- **RECORD EXCERPTS**
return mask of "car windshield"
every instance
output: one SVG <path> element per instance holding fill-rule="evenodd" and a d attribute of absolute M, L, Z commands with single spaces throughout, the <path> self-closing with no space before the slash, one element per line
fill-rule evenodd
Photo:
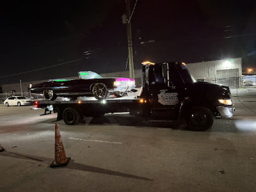
<path fill-rule="evenodd" d="M 20 97 L 17 97 L 17 99 L 26 99 L 26 97 L 23 97 L 23 96 L 20 96 Z"/>
<path fill-rule="evenodd" d="M 80 79 L 101 79 L 102 76 L 98 74 L 91 72 L 91 71 L 84 71 L 78 72 L 78 75 Z"/>

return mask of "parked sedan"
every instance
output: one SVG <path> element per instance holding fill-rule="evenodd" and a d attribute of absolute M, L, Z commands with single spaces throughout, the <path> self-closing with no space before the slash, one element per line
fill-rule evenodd
<path fill-rule="evenodd" d="M 31 105 L 33 104 L 33 101 L 31 99 L 26 99 L 23 96 L 13 96 L 7 98 L 4 101 L 4 104 L 6 106 L 26 106 L 26 105 Z"/>
<path fill-rule="evenodd" d="M 102 77 L 90 71 L 78 72 L 79 79 L 50 79 L 31 84 L 32 93 L 42 93 L 46 100 L 53 100 L 59 97 L 74 99 L 81 96 L 93 96 L 97 99 L 107 98 L 109 94 L 122 97 L 135 88 L 134 79 Z"/>

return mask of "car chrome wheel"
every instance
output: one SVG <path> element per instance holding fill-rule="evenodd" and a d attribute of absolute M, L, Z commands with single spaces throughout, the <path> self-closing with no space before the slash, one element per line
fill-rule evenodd
<path fill-rule="evenodd" d="M 97 99 L 103 99 L 109 96 L 109 92 L 104 84 L 96 83 L 92 88 L 92 94 Z"/>

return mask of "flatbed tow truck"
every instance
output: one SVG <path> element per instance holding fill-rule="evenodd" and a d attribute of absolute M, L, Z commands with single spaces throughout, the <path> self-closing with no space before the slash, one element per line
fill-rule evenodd
<path fill-rule="evenodd" d="M 186 121 L 194 131 L 205 131 L 213 118 L 231 118 L 235 108 L 228 86 L 195 80 L 184 63 L 143 63 L 142 87 L 127 99 L 38 100 L 36 108 L 51 108 L 57 120 L 74 125 L 86 116 L 129 112 L 152 120 Z M 132 118 L 132 116 L 131 118 Z"/>

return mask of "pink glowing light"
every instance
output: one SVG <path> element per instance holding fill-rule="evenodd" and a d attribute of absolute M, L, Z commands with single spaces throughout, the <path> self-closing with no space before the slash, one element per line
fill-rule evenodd
<path fill-rule="evenodd" d="M 134 81 L 134 79 L 129 78 L 116 78 L 116 81 Z"/>

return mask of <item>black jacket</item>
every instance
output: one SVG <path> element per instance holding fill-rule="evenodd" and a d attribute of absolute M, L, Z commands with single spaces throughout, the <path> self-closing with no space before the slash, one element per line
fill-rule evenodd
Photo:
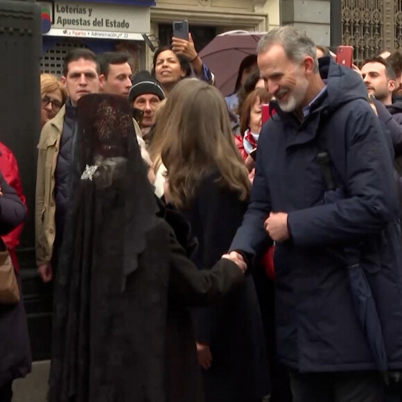
<path fill-rule="evenodd" d="M 3 193 L 3 195 L 0 196 L 0 235 L 4 235 L 25 220 L 26 210 L 1 172 L 0 189 Z"/>
<path fill-rule="evenodd" d="M 360 263 L 377 302 L 389 365 L 400 369 L 402 250 L 392 160 L 361 78 L 331 62 L 327 85 L 302 123 L 277 107 L 264 125 L 251 202 L 231 250 L 253 254 L 266 238 L 269 213 L 287 213 L 292 238 L 275 253 L 280 359 L 303 372 L 370 370 L 376 366 L 344 253 L 346 245 L 362 242 Z M 317 158 L 323 138 L 347 193 L 329 204 Z"/>
<path fill-rule="evenodd" d="M 201 272 L 227 252 L 247 207 L 236 192 L 205 177 L 185 211 L 198 248 L 192 260 Z M 212 366 L 202 369 L 206 402 L 244 402 L 269 393 L 264 335 L 252 276 L 219 306 L 193 311 L 198 342 L 209 344 Z M 269 345 L 268 345 L 269 347 Z"/>

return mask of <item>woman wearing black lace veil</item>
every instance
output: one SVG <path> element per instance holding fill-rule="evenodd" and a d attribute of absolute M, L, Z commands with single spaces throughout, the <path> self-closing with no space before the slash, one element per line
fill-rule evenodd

- **TASK TO COMPLETE**
All records must be output exactly as they are, except for the pictures, which are left out.

- **COMPLETED TASK**
return mask of "car windshield"
every instance
output: one SVG <path> element per instance holding fill-rule="evenodd" and a d attribute of absolute M, L, Z commands with single spaces throughout, the <path> self-closing with no space before the slash, one element per line
fill-rule evenodd
Photo:
<path fill-rule="evenodd" d="M 20 97 L 17 97 L 17 99 L 26 99 L 26 97 L 23 97 L 23 96 L 20 96 Z"/>
<path fill-rule="evenodd" d="M 80 79 L 101 79 L 102 76 L 98 74 L 91 72 L 91 71 L 84 71 L 78 72 L 78 75 Z"/>

return mask of "parked sedan"
every instance
output: one SVG <path> element per instance holding fill-rule="evenodd" and a d attribute of absolute M, L, Z commands with single spaces throughout, the <path> self-closing with no space before the slash, one element per line
fill-rule evenodd
<path fill-rule="evenodd" d="M 31 105 L 33 104 L 33 101 L 31 99 L 26 99 L 23 96 L 13 96 L 7 98 L 4 101 L 4 104 L 6 106 L 26 106 L 26 105 Z"/>
<path fill-rule="evenodd" d="M 102 77 L 90 71 L 78 72 L 79 79 L 50 79 L 31 84 L 32 93 L 42 93 L 46 100 L 53 100 L 59 97 L 74 99 L 81 96 L 93 96 L 97 99 L 107 98 L 109 94 L 122 97 L 135 88 L 134 79 Z"/>

return mask of "car chrome wheel"
every instance
output: one SVG <path> element per instance holding fill-rule="evenodd" and a d attribute of absolute M, L, Z commands with single spaces throughout, the <path> self-closing with no space before the slash, one element per line
fill-rule evenodd
<path fill-rule="evenodd" d="M 97 99 L 103 99 L 109 96 L 109 92 L 104 84 L 96 83 L 92 88 L 92 94 Z"/>

return mask of "flatbed tow truck"
every instance
output: one SVG <path> element per instance holding fill-rule="evenodd" and a d attribute of absolute M, L, Z commands with single spaces throughout, the <path> self-closing with no space before the slash, one element per line
fill-rule evenodd
<path fill-rule="evenodd" d="M 186 121 L 194 131 L 205 131 L 213 118 L 231 118 L 235 108 L 228 86 L 195 80 L 184 63 L 143 63 L 142 87 L 127 99 L 38 100 L 36 108 L 51 108 L 57 120 L 74 125 L 86 116 L 129 112 L 152 120 Z M 132 118 L 132 116 L 131 118 Z"/>

return mask of "pink glowing light"
every instance
output: one SVG <path> element per instance holding fill-rule="evenodd" and a d attribute of absolute M, L, Z commands with single spaces throughout, the <path> self-closing with no space before the slash, one element per line
fill-rule evenodd
<path fill-rule="evenodd" d="M 134 81 L 134 79 L 129 78 L 116 78 L 116 81 Z"/>

return mask of <item>black jacket</item>
every instance
output: one SVG <path> element per instance holding fill-rule="evenodd" and a d attribute of absolute M, L, Z commands with single spaces throughout, the <path> self-closing with no space before the slash, one element per line
fill-rule evenodd
Photo:
<path fill-rule="evenodd" d="M 3 193 L 3 195 L 0 196 L 0 235 L 4 235 L 25 220 L 26 210 L 1 172 L 0 189 Z"/>
<path fill-rule="evenodd" d="M 360 263 L 377 302 L 389 365 L 400 369 L 402 250 L 392 160 L 361 78 L 331 62 L 327 85 L 302 123 L 277 107 L 264 125 L 251 202 L 231 250 L 253 254 L 266 238 L 269 213 L 287 213 L 292 238 L 275 253 L 280 359 L 303 372 L 370 370 L 376 366 L 344 253 L 346 245 L 362 242 Z M 317 158 L 323 138 L 347 193 L 329 204 Z"/>
<path fill-rule="evenodd" d="M 201 272 L 227 252 L 247 207 L 236 192 L 205 177 L 185 211 L 198 248 L 192 260 Z M 212 366 L 202 369 L 206 402 L 244 402 L 269 393 L 264 335 L 252 276 L 219 306 L 193 311 L 198 342 L 209 344 Z M 269 345 L 268 345 L 269 347 Z"/>

return mask of <item>woman wearing black lace veil</item>
every instance
output: one SVG <path> element per instance holding fill-rule="evenodd" and a d attribute of absolute M, L, Z commands with single spaces throughout, the <path> self-closing with no space before the slash, one element per line
fill-rule evenodd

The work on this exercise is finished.